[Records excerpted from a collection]
-- Start --

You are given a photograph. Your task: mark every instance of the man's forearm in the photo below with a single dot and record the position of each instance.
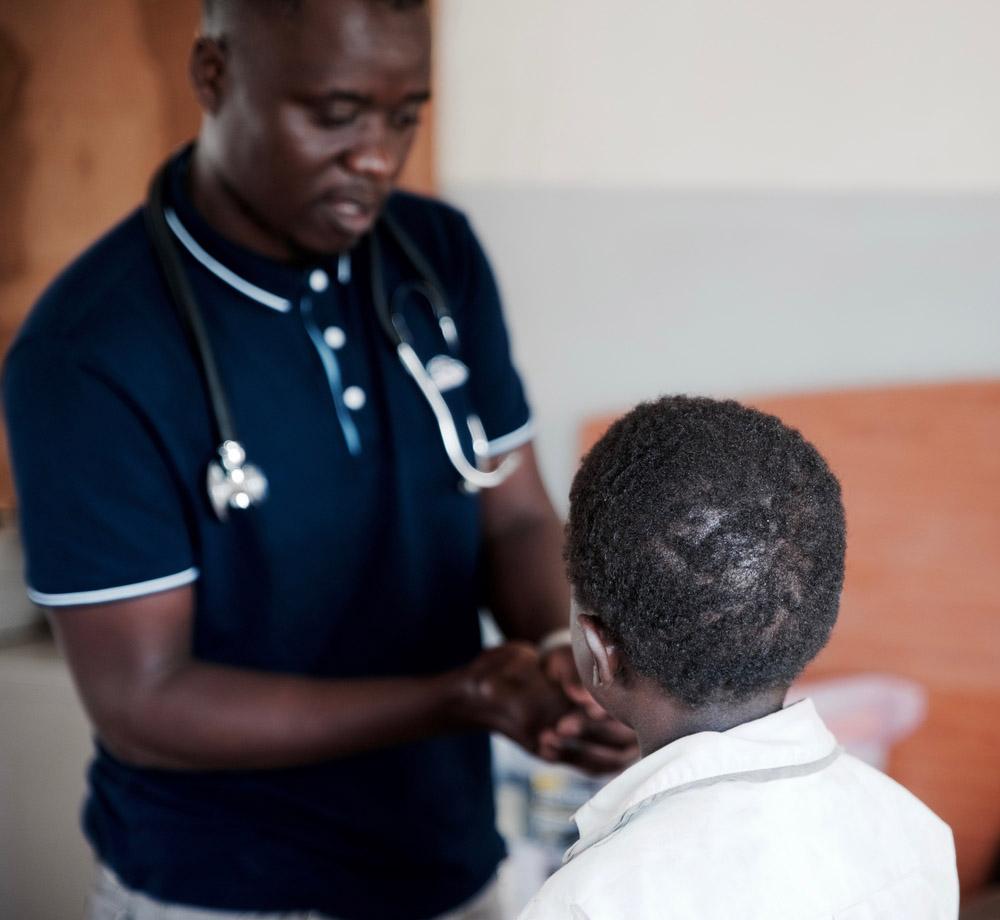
(207, 717)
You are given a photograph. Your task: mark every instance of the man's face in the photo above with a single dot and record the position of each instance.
(316, 116)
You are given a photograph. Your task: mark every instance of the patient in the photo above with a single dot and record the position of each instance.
(706, 552)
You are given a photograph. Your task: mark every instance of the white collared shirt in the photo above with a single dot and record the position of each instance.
(767, 821)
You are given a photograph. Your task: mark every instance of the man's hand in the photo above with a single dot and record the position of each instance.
(506, 691)
(587, 737)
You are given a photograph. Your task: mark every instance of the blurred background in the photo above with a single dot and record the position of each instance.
(796, 204)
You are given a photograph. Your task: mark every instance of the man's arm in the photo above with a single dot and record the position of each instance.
(529, 597)
(154, 705)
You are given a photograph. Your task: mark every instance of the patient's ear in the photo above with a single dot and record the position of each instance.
(604, 653)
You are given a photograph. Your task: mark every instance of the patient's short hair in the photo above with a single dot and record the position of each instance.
(709, 540)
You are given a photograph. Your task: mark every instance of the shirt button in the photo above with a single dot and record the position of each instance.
(335, 337)
(319, 280)
(354, 398)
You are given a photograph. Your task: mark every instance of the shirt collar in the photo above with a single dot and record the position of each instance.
(263, 280)
(788, 742)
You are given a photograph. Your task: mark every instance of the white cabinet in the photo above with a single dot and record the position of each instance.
(45, 863)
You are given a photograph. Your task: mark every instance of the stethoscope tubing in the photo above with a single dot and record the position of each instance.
(232, 482)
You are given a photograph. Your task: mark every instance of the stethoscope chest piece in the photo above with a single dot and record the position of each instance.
(234, 483)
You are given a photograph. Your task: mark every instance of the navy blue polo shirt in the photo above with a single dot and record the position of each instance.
(363, 561)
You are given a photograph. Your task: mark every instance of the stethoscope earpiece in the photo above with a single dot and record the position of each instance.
(234, 484)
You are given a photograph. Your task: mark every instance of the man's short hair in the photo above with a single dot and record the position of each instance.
(211, 7)
(709, 540)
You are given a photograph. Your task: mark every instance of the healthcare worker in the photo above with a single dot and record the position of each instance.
(262, 552)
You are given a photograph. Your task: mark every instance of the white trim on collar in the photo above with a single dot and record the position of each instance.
(281, 304)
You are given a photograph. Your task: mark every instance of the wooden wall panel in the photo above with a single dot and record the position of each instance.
(920, 469)
(93, 95)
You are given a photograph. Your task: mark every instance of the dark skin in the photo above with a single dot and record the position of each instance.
(643, 704)
(308, 121)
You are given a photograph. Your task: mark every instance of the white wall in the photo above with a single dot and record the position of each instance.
(731, 93)
(727, 197)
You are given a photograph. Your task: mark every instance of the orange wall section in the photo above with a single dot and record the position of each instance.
(93, 95)
(919, 466)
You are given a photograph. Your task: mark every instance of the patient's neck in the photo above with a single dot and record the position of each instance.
(659, 719)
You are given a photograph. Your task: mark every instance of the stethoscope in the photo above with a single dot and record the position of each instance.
(232, 482)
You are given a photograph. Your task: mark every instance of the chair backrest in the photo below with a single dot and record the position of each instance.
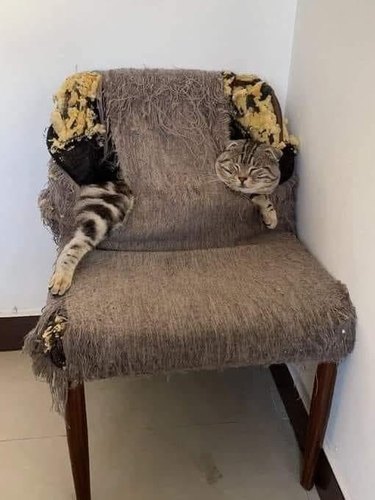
(168, 127)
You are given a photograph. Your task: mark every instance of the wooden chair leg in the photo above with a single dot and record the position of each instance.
(76, 429)
(318, 418)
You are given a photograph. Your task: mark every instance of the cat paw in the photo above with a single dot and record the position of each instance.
(60, 282)
(270, 220)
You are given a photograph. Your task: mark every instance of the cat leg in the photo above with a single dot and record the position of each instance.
(87, 236)
(266, 208)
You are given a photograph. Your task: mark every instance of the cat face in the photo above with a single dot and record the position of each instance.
(249, 167)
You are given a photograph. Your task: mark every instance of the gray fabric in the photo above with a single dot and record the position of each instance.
(199, 283)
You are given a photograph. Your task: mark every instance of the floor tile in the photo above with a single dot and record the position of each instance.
(200, 436)
(35, 469)
(25, 402)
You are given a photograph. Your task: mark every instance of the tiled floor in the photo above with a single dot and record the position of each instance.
(201, 436)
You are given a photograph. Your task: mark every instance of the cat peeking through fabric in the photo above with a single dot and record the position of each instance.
(252, 168)
(104, 202)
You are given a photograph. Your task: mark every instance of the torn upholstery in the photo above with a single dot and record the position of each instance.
(193, 281)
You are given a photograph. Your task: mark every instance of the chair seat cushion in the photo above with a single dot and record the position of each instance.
(148, 312)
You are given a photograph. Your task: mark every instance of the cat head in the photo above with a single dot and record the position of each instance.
(249, 167)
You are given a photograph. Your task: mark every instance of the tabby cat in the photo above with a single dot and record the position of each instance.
(100, 208)
(252, 168)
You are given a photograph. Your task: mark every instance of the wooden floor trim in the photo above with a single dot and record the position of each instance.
(13, 330)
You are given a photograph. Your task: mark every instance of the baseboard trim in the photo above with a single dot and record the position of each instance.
(13, 330)
(325, 481)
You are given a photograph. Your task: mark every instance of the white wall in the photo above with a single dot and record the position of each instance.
(42, 41)
(331, 105)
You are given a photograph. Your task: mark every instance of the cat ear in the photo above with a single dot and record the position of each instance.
(273, 153)
(231, 146)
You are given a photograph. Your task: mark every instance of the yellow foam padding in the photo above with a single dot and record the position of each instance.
(72, 116)
(261, 123)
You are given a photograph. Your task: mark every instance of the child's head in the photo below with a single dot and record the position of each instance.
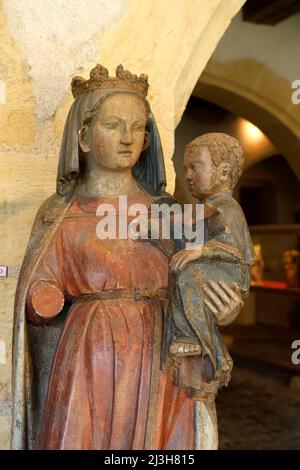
(213, 162)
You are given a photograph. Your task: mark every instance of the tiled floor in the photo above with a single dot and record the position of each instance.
(258, 411)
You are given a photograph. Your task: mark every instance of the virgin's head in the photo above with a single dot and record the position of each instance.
(110, 126)
(114, 132)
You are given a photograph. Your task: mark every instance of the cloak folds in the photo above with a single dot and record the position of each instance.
(34, 346)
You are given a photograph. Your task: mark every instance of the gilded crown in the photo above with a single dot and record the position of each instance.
(99, 79)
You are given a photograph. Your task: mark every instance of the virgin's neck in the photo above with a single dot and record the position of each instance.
(107, 183)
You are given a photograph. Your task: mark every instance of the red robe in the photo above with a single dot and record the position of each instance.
(99, 389)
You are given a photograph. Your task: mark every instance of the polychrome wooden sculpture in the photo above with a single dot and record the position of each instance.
(89, 319)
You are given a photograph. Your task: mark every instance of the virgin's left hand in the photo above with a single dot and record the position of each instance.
(223, 301)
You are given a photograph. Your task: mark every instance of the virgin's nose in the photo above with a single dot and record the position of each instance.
(126, 137)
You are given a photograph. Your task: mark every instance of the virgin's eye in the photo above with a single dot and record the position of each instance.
(110, 124)
(139, 127)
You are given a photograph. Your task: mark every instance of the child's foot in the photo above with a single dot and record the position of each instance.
(183, 348)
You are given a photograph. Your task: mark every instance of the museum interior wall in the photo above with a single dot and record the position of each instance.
(246, 91)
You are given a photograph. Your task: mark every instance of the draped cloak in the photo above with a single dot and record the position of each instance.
(34, 346)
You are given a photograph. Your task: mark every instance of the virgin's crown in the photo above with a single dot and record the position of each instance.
(99, 79)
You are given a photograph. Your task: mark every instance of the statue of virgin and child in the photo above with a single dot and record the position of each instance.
(92, 362)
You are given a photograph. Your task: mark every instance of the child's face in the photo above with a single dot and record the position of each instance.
(199, 171)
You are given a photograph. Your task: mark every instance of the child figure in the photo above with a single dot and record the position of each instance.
(213, 164)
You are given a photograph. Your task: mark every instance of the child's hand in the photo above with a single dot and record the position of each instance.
(183, 257)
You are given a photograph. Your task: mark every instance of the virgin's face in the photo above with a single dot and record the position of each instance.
(116, 135)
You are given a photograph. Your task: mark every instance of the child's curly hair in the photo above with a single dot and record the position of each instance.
(223, 147)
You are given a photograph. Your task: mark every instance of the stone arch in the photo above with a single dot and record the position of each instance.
(251, 90)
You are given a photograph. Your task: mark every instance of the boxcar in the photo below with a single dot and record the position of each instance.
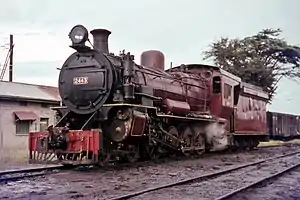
(283, 126)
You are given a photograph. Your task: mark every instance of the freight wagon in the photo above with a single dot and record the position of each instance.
(283, 126)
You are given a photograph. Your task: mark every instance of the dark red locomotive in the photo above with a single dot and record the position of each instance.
(116, 109)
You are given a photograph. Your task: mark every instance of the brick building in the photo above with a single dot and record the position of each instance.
(24, 108)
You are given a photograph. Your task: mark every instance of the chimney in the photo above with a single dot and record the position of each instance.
(100, 37)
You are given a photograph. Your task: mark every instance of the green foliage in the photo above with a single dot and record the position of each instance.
(262, 59)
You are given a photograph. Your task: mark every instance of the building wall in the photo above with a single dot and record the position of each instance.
(13, 145)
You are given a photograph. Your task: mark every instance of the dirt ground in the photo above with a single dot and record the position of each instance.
(104, 184)
(285, 187)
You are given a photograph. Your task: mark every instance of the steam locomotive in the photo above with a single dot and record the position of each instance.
(116, 109)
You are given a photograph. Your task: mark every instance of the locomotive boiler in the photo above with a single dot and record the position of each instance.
(116, 109)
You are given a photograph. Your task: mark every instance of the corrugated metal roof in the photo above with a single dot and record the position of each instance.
(28, 91)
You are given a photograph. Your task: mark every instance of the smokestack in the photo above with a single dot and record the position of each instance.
(100, 37)
(11, 45)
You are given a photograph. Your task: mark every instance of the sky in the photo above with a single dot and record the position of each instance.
(182, 30)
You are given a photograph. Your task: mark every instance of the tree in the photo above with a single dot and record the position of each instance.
(261, 59)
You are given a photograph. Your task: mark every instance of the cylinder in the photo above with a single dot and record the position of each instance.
(153, 59)
(100, 40)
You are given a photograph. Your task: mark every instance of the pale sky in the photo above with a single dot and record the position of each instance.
(180, 29)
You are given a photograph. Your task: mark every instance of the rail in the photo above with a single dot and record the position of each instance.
(14, 175)
(208, 176)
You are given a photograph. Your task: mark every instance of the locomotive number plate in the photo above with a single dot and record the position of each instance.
(80, 80)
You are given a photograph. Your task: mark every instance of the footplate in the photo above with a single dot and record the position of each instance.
(82, 148)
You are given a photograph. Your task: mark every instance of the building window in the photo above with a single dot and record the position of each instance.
(217, 84)
(22, 127)
(44, 105)
(227, 91)
(23, 103)
(44, 123)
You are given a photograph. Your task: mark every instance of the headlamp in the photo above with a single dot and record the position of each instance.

-- End --

§ What you should do:
Reproduce the records from the line containing "the building window" up to and including the final line, substituting "headlight" for "headlamp" and leaving all else unchanged. Give only those lines.

§ Final result:
You are given a photograph. Your task: mark every instance of the building window in the photo above with a single dot and record the position of each instance.
(217, 84)
(22, 127)
(44, 105)
(227, 91)
(23, 103)
(44, 123)
You are given a photograph. Your task: mark every instance of the headlight in the photo above with a single dot and record the position of each instance.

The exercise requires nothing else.